Del texto sobre el ajedrez y el desarrollo infantil que aparece más abajo, copia sin cambiar nada todo lo que va desde "El primero de" hasta "invocada por Lococo.".

- **TEXTO PARA LEER**
::::

Hace unas semanas publicábamos un artículo a propósito de la provocadora cita de Unamuno “el ajedrez desarrolla la inteligencia, sí, pero sólo para jugar al ajedrez”. Y hace poco, en sentido contrario, un artículo del filósofo y pedagogo Nicola Lococo interpretando el diálogo entre los dos jugadores de una partida de ajedrez como un ejercicio de mayéutica socrática: es decir, como un paradigma de praxis intelectual entre dos personas que colaboran en la búsqueda del conocimiento cuestionándose el uno al otro. ¿Pueden conciliarse puntos de vista tan opuestos? Veamos.
(este artículo se publicó originalmente en mikelgurea.com el 9 de febrero de 2020. Por ello, los enlaces anteriores remiten a ese otro blog)
El primero de los artículos concluía preguntándose que dirían Piaget o Vigotsky acerca de si el aprendizaje y la práctica del ajedrez en edad infantil ayudan a su desarrollo intelectual. Pues bien, desde la teoría piagetiana del desarrollo infantil se le puede dar una respuesta a esta pregunta que engancha además con la perspectiva mayéutica invocada por Lococo.
Voy a dar un pequeño rodeo a través de las ideas de Piaget y Vigotsky para establecer la primera premisa de este artículo: que la confrontación-diálogo entre dos o más personas es la forma original como surge el razonamiento lógico en el desarrollo infantil.
En el esquema piagetiano de desarrollo infantil, hay un salto, un rubicón alrededor de los 6-7 años. La edad no es ni mucho menos exacta, puede variar según individuos y entorno sociocultural, pero la mutación se da en todos los niños. Hasta esa edad aproximada el niño es “intelectualmente egocéntrico”. Entrecomillamos la expresión porque Piaget no utiliza el término “egocéntrico” en su acepción corriente, tal como lo definiría el diccionario de la RAE o como lo utilizaríamos en una conversación casual. Es importante entender lo que quiere decir Piaget caracterizando como egocéntrica la inteligencia del niño en el periodo aproximado de los 2-7 años. Importante para comprender la dificultad o incluso imposibilidad de jugar al ajedrez para los que aún no han dado el salto, aunque sepan las reglas y muevan las piezas correctamente. Importante también para comprender lo que de positivo puede aportar el ajedrez a esa edad en la superación de ese reto cognitivo.
Como dice Piaget y nadie se ha atrevido a contradecir, el ser humano recién venido al mundo no distingue aún entre su mismidad y la realidad exterior. El bebé es egocéntrico en un sentido absoluto. Desde ese instante inicial el desarrollo humano es un proceso de autoconciencia y descentración, un ejercicio creciente de objetividad que solo termina cuando el ser humano hace techo cognitivo. Al nacer, todo lo que percibe el recién nacido, empezando desde luego por la propia madre, es parte de él, de sí mismo. Va comprendiendo donde está la barrera entre el mundo exterior y él mismo a base de frustraciones, pero también de triunfos cuando da un paso adaptativo exitoso. “Va comprendiendo” quiere decir, ni más ni menos, que el niño construye en su interior, en su mente, los esquemas operativos necesarios para desenvolverse en la realidad, para saber que las ausencias de su madre son temporales y que volverá, o que la pelota que ha rodado y dejado de estar visible no es que haya dejado de existir, simplemente está oculta o tapada. Piaget coloca en el segundo año de vida, más o menos, el fin del estadio que denomina sensorio-motriz por la prevalencia de la conducta exploratoria física y sensorial en su desarrollo mental.

::::

- **FRAGMENTO DE DATOS**
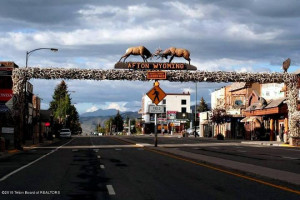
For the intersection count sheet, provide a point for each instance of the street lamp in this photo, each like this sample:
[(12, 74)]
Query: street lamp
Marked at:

::::

- **RESPUESTA COMPLETA**
El primero de los artículos concluía preguntándose que dirían Piaget o Vigotsky acerca de si el aprendizaje y la práctica del ajedrez en edad infantil ayudan a su desarrollo intelectual. Pues bien, desde la teoría piagetiana del desarrollo infantil se le puede dar una respuesta a esta pregunta que engancha además con la perspectiva mayéutica invocada por Lococo.